Stated goal:
Can you quote exactly the stretch of lines from the one with "point: tire sidewall" through the final line of the material, both ends included?
----- Exercise material -----
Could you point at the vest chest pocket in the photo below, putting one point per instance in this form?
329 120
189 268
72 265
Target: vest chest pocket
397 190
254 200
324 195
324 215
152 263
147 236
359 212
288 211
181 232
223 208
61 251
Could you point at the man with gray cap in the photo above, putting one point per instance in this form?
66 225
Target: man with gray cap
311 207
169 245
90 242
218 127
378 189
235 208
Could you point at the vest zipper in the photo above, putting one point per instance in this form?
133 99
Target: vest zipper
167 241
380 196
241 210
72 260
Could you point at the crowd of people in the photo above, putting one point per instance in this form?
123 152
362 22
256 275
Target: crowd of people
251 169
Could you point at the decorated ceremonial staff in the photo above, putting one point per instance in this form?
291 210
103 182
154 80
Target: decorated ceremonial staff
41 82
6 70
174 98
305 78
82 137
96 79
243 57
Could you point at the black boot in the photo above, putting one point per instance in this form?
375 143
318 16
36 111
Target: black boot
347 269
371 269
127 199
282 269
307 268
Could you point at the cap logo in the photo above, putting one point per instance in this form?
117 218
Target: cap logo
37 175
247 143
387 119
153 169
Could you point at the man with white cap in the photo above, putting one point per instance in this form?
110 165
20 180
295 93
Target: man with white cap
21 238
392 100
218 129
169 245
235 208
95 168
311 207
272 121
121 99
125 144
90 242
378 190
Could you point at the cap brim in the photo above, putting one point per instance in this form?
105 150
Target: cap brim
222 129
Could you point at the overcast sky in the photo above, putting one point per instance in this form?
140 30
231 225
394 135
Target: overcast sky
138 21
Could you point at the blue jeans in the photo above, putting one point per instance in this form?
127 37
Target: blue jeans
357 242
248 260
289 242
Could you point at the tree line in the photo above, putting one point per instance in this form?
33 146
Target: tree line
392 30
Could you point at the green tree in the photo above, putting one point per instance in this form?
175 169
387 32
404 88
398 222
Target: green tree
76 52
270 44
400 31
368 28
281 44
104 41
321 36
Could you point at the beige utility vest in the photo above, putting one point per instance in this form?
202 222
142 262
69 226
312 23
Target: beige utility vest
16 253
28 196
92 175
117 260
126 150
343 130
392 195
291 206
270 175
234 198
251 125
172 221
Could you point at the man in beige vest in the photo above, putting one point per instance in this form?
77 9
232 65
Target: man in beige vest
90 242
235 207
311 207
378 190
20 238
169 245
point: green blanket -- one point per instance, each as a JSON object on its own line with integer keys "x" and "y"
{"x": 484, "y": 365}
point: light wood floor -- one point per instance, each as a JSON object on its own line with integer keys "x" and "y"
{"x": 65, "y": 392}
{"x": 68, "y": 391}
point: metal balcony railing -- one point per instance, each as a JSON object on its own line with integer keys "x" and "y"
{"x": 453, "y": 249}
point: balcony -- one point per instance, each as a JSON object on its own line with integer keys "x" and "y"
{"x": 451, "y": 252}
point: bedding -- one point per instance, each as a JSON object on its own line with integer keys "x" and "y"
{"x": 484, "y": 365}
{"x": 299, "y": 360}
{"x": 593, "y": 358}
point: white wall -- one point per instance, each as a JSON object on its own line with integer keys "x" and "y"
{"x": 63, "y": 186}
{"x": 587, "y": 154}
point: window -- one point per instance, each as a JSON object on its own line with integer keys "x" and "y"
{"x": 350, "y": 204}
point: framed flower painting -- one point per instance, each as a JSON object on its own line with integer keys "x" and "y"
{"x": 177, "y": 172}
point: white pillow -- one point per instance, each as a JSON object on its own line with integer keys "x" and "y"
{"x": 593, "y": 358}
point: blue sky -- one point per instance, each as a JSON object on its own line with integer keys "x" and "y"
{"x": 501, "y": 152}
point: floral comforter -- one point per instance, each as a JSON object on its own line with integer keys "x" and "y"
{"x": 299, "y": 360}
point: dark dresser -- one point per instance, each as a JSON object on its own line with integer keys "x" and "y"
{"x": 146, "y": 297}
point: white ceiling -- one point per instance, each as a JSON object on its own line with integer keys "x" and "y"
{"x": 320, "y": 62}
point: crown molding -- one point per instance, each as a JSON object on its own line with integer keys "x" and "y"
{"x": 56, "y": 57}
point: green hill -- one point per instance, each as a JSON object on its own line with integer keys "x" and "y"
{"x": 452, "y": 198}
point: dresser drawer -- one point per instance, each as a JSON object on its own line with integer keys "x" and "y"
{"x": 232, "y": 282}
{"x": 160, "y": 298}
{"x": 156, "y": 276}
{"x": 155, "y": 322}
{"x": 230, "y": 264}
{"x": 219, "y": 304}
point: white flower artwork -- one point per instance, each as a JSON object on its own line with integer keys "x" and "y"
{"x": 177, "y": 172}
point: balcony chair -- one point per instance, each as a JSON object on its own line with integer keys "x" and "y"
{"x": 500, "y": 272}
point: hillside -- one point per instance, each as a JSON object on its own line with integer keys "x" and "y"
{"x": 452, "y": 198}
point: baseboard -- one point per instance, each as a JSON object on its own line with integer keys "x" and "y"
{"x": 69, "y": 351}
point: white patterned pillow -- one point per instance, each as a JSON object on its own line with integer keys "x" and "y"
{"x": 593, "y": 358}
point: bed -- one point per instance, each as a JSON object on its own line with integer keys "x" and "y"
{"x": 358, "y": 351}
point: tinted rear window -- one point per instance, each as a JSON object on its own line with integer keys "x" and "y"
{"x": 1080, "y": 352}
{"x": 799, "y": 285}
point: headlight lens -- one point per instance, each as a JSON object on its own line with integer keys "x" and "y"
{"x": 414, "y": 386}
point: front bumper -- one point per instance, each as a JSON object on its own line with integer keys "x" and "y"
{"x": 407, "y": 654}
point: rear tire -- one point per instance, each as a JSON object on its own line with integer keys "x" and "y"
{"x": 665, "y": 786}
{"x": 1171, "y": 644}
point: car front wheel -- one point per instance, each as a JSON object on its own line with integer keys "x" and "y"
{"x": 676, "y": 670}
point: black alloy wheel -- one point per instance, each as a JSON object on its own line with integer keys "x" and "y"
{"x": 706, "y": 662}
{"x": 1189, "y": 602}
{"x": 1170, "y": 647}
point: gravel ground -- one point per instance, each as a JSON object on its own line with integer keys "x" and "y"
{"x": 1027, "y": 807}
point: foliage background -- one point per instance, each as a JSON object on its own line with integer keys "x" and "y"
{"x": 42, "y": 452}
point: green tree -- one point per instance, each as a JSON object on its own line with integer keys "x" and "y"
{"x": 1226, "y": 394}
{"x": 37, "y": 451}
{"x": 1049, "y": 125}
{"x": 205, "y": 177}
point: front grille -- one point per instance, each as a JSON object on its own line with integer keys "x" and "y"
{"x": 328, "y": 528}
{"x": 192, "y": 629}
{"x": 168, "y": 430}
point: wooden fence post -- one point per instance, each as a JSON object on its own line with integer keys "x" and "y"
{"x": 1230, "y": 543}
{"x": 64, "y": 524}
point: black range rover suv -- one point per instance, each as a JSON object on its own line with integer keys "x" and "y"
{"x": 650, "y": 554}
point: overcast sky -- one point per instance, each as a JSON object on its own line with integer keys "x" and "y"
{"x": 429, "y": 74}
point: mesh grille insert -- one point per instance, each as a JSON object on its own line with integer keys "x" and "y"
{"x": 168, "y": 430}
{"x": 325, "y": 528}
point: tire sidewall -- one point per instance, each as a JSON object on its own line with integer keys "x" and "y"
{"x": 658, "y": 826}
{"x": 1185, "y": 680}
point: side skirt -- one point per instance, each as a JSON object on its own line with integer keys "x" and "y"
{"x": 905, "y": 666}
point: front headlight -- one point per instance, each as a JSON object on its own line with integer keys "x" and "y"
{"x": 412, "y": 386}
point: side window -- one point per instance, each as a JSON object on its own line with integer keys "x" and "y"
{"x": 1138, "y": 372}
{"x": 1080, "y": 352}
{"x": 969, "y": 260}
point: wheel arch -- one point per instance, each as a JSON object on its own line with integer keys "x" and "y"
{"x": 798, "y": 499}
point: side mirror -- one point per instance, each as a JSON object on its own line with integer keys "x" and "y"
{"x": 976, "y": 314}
-----
Solution:
point: tire sidewall -- one point per instance, each as a JSON object on its own line with integer keys "x" and "y"
{"x": 658, "y": 826}
{"x": 1185, "y": 680}
point: side skirt -- one point per instance, each as a JSON object on its own line with integer keys "x" and "y"
{"x": 905, "y": 666}
point: front headlight -- one point per instance, each as a JSON object on its own line with integer keys "x" and "y"
{"x": 412, "y": 386}
point: side window -- one point per instance, each as a JSON object on its own line with integer keys "x" and "y"
{"x": 1138, "y": 372}
{"x": 1080, "y": 352}
{"x": 969, "y": 260}
point: wheel arch -- one point per instance, each as a JSON object on its own line with integer keys "x" and "y"
{"x": 798, "y": 499}
point: side mirror -- one point per instance, each as a JSON object on its own line with integer keys "x" and "y"
{"x": 976, "y": 314}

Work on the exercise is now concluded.